In clinical trials, the concomitant administration of sulfadoxine and pyrimethamine did not alter the adverse reaction profile.
Carcinogenesis, Mutagenesis, Impairment of Fertility
The carcinogenic potential of mefloquine was studied in rats and mice in 2-year feeding studies at doses of up to 30 mg/kg/day. No treatment-related increases in tumors of any type were noted.
The mutagenic potential of mefloquine was studied in a variety of assay systems including: Ames test, a host-mediated assay in mice, fluctuation tests and a mouse micronucleus assay. Several of these assays were performed with and without prior metabolic activation. In no instance was evidence obtained for the mutagenicity of mefloquine.
Impairment of Fertility
Fertility studies in rats at doses of 5, 20, and 50 mg/kg/day of mefloquine have demonstrated adverse effects on fertility in the male at the high dose of 50 mg/kg/day, and in the female at doses of 20 and 50 mg/kg/day. Histopathological lesions were noted in the epididymides from male rats at doses of 20 and 50 mg/kg/day. Administration of 250 mg/week of mefloquine (base) in adult males for 22 weeks failed to reveal any deleterious effects on human spermatozoa.
Pregnancy Category C
Mefloquine has been demonstrated to be teratogenic in rats and mice at a dose of 100 mg/kg/day. In rabbits, a high dose of 160 mg/kg/day was embryotoxic and teratogenic, and a dose of 80 mg/kg/day was teratogenic but not embryotoxic. There are no adequate and well-controlled studies in pregnant women. However, clinical experience with mefloquine has not revealed an embryotoxic or teratogenic effect. Mefloquine should be used during pregnancy only if the potential benefit justifies the potential risk to the fetus. Women of childbearing potential who are traveling to areas where malaria is endemic should be warned against becoming pregnant. Women of childbearing potential should also be advised to practice contraception during malaria prophylaxis with mefloquine and for up to 3 months thereafter. However, in the case of unplanned pregnancy, malaria chemoprophylaxis with mefloquine is not considered an indication for pregnancy termination.
Mefloquine is excreted in human milk in small amounts, the activity of which is unknown. Based on a study in a few subjects, low concentrations (3% to 4%) of mefloquine were excreted in human milk following a dose equivalent to 250 mg of the free base. Because of the potential for serious adverse reactions in nursing infants from mefloquine, a decision should be made whether to discontinue the drug, taking into account the importance of the drug to the mother.
Use of mefloquine to treat acute, uncomplicated P. falciparum malaria in pediatric patients is supported by evidence from adequate and well-controlled studies of mefloquine in adults with additional data from published open-label and comparative trials using mefloquine to treat malaria caused by P. falciparum in patients younger than 16 years of age. The safety and effectiveness of mefloquine for the treatment of malaria in pediatric patients below the age of 6 months have not been established.
In several studies, the administration of mefloquine for the treatment of malaria was associated with early vomiting in pediatric patients. Early vomiting was cited in some reports as a possible cause of treatment failure. If a second dose is not tolerated, the patient should be monitored closely and alternative malaria treatment considered if improvement is not observed within a reasonable period of time (see DOSAGE AND ADMINISTRATION).
Clinical studies of mefloquine did not include sufficient numbers of subjects aged 65 and over to determine whether they respond differently from younger subjects. Other reported clinical experience has not identified differences in responses between the elderly and younger patients. Since electrocardiographic abnormalities have been observed in individuals treated with mefloquine (see PRECAUTIONS) and underlying cardiac disease is more prevalent in elderly than in younger patients, the benefits of mefloquine therapy should be weighed against the possibility of adverse cardiac effects in elderly patients.

Task
Update the part of the mefloquine text that opens with the words containing "Use of mefloquine" and closes with "not been established.", changing "P. falciparum" to "Plasmodium falciparum". The records are not needed for any of the work here.

Exercise data

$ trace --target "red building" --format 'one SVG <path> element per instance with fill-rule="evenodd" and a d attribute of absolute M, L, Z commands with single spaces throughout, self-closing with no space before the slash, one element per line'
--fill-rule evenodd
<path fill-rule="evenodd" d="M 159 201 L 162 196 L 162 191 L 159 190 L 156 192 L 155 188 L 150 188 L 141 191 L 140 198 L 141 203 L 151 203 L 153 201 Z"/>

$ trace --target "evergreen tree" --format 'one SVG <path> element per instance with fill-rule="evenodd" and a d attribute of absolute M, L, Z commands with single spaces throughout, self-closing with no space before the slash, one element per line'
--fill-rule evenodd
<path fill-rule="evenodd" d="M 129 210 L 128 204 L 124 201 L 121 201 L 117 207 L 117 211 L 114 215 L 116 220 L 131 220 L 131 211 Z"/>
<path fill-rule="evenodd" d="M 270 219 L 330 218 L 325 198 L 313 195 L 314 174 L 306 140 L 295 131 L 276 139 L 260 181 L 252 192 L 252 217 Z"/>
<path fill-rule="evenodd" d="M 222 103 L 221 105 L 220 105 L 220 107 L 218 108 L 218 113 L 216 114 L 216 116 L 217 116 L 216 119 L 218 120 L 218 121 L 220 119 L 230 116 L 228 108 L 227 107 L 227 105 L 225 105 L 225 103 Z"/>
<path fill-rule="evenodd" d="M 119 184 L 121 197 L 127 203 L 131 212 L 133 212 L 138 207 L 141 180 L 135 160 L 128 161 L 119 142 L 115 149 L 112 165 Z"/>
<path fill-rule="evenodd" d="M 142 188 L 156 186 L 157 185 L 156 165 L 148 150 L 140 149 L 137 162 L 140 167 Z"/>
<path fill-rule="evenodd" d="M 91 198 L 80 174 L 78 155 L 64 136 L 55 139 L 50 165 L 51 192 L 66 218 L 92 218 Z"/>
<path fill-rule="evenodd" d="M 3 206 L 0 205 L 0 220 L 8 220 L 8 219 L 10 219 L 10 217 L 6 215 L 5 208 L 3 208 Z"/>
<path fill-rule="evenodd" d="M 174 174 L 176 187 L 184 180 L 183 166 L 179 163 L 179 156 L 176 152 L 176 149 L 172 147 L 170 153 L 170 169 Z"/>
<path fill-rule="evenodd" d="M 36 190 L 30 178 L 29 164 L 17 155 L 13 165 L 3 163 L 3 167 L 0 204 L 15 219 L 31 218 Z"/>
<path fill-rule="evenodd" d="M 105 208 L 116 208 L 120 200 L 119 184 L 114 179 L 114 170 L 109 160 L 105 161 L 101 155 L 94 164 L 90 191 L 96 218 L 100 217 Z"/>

--

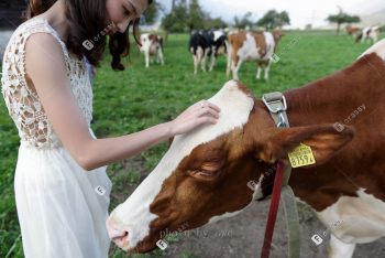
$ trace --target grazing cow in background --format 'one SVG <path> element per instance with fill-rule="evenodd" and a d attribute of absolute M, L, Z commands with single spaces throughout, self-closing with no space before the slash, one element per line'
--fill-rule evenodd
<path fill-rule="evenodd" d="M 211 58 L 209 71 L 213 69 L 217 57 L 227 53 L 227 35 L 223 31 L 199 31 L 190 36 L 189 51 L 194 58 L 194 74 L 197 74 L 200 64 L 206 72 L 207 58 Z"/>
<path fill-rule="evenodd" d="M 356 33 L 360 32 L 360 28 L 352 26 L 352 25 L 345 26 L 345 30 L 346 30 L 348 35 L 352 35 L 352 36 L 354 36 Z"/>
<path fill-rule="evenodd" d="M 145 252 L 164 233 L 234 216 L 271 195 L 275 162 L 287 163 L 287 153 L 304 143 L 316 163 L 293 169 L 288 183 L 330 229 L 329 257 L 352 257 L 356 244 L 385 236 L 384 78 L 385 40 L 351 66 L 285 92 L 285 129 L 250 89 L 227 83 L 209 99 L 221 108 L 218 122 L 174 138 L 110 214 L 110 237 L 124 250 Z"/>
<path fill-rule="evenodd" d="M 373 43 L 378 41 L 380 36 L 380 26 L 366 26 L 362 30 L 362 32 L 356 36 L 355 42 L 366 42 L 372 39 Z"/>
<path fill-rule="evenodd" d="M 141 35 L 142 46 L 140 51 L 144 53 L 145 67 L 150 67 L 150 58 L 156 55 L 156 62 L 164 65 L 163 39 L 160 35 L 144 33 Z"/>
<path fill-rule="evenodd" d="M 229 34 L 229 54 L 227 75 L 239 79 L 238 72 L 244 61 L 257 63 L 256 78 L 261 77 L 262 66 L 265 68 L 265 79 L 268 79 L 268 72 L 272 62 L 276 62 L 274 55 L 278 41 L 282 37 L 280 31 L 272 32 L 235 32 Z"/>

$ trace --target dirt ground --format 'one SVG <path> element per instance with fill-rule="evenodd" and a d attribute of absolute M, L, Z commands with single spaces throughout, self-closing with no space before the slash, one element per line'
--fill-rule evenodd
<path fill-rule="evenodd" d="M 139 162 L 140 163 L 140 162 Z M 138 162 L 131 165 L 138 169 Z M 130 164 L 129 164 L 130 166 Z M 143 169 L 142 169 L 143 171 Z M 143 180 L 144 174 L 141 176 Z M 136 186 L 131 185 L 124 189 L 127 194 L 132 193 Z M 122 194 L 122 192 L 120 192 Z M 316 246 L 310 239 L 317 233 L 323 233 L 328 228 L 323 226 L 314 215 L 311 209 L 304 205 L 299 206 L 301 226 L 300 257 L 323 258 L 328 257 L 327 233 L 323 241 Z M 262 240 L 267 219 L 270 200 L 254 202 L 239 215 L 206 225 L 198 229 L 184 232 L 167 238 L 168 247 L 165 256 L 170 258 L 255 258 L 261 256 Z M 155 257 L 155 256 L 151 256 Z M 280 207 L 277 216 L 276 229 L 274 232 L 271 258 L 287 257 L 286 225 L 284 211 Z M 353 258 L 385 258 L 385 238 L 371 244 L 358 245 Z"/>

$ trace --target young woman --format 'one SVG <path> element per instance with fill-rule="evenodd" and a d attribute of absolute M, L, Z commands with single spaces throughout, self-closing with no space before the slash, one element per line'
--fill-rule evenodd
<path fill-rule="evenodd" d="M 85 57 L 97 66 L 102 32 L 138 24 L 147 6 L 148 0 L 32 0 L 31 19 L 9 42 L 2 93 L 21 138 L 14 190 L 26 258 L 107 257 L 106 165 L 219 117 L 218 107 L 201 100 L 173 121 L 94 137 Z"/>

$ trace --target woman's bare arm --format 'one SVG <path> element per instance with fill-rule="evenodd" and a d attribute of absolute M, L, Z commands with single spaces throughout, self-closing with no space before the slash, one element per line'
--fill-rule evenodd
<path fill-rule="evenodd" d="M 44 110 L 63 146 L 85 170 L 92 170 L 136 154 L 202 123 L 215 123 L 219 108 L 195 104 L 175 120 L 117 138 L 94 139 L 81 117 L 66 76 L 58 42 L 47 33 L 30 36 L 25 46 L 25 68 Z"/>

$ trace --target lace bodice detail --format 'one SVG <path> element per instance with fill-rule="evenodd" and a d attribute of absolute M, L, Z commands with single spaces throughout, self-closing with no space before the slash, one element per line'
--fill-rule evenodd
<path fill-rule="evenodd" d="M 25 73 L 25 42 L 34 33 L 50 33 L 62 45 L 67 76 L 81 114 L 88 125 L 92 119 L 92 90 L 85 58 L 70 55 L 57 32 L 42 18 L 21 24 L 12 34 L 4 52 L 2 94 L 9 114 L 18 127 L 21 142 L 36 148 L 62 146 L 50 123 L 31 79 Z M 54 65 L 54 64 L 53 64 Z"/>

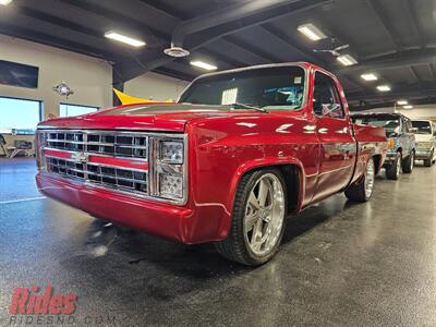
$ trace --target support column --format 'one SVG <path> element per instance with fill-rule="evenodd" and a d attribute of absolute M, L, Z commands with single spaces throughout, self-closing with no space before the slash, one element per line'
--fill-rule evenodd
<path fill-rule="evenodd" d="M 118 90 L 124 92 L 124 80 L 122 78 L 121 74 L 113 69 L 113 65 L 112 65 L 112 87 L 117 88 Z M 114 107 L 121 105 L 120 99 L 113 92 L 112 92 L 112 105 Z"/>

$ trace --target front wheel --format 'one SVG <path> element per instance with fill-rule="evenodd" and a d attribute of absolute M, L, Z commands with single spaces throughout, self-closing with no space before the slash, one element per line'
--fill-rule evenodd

---

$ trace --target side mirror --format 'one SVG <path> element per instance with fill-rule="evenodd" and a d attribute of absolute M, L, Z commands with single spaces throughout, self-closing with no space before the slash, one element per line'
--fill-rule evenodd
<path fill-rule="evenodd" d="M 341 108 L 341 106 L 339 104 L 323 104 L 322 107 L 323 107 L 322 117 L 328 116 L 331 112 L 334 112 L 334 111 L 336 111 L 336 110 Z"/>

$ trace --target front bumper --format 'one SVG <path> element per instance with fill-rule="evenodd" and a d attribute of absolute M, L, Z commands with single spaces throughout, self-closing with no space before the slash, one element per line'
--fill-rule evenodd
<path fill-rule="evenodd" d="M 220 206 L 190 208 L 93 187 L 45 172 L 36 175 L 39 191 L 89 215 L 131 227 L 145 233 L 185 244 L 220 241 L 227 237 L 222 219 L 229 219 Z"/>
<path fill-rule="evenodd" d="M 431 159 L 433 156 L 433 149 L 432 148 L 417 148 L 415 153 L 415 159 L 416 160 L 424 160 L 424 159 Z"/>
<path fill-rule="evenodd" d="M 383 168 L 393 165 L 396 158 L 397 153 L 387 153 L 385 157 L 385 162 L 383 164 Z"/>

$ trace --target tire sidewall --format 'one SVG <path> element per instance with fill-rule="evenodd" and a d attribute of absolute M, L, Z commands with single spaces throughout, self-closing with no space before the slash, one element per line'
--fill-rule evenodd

Exercise response
Use of mefloquine to treat acute, uncomplicated Plasmodium falciparum malaria in pediatric patients is supported by evidence from adequate and well-controlled studies of mefloquine in adults with additional data from published open-label and comparative trials using mefloquine to treat malaria caused by Plasmodium falciparum in patients younger than 16 years of age. The safety and effectiveness of mefloquine for the treatment of malaria in pediatric patients below the age of 6 months have not been established.